## Exercise materials
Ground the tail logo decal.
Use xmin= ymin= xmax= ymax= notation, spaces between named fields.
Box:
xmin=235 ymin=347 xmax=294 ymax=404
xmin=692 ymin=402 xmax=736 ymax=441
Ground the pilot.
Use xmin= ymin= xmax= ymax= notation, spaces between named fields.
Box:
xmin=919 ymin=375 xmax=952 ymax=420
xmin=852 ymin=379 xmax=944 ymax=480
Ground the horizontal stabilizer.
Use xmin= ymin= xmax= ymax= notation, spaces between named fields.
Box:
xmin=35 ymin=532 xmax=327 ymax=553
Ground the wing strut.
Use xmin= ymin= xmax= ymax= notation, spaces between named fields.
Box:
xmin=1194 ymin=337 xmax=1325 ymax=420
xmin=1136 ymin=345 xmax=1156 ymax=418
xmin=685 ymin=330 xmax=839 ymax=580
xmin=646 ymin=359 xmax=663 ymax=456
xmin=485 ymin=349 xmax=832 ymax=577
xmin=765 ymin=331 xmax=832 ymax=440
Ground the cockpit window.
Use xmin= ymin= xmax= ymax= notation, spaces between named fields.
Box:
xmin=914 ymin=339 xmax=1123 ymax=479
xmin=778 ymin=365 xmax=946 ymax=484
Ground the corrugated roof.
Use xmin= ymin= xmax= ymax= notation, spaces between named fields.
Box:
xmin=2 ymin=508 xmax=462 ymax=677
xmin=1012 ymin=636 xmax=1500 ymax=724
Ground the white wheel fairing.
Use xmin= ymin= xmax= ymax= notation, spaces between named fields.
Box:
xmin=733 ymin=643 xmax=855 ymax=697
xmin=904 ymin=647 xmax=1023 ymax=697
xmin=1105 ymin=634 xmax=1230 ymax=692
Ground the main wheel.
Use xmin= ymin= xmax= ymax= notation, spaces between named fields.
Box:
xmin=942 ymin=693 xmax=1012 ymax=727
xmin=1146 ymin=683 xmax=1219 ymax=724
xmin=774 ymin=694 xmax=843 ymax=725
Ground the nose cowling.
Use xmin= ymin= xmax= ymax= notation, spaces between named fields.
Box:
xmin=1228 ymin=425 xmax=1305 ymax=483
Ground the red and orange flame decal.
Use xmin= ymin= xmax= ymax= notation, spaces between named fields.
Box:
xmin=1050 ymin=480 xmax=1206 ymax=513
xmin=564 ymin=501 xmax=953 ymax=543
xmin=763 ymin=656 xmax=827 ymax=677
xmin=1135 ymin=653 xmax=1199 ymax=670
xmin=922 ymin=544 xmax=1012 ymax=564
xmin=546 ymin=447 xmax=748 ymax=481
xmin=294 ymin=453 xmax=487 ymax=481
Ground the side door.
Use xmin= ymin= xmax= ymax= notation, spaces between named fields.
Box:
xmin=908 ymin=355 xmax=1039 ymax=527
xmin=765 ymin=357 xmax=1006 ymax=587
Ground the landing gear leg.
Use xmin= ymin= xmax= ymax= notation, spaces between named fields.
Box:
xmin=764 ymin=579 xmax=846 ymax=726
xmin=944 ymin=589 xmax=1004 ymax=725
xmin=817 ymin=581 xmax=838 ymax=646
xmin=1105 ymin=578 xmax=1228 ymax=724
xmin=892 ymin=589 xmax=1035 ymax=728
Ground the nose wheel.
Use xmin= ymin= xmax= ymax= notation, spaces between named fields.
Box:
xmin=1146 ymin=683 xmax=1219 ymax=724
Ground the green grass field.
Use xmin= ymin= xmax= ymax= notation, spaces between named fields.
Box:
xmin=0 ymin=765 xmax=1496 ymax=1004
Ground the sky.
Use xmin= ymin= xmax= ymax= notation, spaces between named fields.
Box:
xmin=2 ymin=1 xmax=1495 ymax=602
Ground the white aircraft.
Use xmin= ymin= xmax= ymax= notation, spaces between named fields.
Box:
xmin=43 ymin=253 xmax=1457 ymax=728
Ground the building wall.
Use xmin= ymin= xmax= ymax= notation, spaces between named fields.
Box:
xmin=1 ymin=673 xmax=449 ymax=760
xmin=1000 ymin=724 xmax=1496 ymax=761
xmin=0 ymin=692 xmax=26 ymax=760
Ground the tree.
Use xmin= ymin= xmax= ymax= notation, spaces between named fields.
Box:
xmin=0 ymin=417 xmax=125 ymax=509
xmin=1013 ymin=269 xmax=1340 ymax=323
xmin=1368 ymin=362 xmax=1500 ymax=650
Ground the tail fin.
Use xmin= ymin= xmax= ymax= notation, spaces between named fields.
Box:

## Exercise aim
For the records above, how many lines contain the word "wheel"? Reply with the number only.

## Exercise solution
3